[WHAT YOU HAVE TO DO]: Find and copy every line in the records that includes the string "ambulance".

Data excerpts:

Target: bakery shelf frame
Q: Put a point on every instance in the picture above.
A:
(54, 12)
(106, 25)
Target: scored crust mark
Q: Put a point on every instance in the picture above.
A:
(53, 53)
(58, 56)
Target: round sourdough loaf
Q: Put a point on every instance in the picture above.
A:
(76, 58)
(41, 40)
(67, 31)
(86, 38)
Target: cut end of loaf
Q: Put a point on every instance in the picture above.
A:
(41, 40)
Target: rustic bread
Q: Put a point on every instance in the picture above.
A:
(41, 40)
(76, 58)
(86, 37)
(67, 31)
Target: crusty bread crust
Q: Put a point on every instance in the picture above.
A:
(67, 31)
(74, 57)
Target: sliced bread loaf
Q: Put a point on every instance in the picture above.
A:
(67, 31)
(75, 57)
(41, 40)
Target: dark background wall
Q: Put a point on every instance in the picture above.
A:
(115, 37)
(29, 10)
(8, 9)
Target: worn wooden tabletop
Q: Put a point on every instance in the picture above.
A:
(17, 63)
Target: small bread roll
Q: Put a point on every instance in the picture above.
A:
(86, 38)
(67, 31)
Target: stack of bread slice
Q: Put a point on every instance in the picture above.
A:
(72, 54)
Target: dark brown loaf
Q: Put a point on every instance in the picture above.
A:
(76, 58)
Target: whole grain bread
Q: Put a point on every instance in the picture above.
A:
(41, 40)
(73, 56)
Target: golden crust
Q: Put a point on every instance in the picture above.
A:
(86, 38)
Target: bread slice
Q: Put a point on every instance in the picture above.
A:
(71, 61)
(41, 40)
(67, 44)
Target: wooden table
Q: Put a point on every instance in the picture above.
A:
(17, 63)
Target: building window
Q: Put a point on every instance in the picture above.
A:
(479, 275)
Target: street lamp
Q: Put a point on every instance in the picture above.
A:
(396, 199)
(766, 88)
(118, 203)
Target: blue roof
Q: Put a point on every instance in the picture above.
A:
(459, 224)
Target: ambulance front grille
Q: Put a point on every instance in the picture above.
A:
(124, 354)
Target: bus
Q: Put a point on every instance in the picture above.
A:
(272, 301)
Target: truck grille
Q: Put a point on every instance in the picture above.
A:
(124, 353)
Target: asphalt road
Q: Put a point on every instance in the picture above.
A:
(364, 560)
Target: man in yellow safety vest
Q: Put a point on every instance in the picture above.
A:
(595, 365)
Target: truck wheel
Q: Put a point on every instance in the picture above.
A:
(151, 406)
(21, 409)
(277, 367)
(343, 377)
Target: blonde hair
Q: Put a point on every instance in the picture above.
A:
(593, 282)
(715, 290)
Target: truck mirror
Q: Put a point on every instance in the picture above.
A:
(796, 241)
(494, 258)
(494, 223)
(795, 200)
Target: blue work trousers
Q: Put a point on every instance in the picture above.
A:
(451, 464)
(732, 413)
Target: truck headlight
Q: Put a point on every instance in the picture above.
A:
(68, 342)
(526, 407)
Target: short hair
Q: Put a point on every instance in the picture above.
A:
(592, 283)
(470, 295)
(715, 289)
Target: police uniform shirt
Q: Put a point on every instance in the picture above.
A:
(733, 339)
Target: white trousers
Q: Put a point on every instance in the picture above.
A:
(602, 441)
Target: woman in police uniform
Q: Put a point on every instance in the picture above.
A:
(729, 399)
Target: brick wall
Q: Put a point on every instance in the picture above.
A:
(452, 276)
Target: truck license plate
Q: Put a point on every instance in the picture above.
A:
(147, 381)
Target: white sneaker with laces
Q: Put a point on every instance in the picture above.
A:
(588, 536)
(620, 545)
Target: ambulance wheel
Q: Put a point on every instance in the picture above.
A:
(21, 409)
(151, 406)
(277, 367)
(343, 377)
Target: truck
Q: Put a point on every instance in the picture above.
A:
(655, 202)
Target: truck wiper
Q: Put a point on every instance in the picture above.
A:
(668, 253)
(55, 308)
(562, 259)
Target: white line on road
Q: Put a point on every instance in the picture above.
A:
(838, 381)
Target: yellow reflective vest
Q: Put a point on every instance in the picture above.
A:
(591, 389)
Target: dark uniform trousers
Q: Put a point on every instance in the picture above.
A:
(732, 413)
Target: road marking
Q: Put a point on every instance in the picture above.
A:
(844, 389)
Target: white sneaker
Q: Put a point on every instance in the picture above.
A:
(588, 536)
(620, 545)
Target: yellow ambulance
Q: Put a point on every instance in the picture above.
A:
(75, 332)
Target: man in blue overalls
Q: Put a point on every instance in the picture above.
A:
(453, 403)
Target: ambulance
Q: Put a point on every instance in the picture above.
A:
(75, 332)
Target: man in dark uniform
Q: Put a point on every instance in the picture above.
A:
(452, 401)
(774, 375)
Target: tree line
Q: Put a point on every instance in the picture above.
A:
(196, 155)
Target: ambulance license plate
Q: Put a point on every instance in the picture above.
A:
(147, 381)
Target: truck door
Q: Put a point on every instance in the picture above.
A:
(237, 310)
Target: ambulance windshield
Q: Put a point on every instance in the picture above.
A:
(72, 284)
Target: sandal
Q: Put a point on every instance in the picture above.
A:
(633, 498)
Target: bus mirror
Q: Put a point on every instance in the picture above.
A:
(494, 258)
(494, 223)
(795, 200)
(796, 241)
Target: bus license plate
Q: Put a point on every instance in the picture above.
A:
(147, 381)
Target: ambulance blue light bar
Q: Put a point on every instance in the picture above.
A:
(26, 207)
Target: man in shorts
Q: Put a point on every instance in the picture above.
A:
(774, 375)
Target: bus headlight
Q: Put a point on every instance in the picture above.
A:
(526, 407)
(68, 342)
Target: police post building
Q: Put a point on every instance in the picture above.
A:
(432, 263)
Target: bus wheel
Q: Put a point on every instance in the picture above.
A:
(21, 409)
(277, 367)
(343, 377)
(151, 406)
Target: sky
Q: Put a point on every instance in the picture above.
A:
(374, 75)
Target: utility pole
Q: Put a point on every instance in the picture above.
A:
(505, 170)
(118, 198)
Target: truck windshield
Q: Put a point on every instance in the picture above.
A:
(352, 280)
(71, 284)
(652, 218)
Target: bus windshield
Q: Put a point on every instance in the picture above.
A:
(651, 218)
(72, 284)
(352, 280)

[FINAL ANSWER]:
Target: ambulance front grille
Target: ambulance wheel
Target: yellow ambulance
Target: ambulance
Target: ambulance license plate
Target: ambulance windshield
Target: ambulance blue light bar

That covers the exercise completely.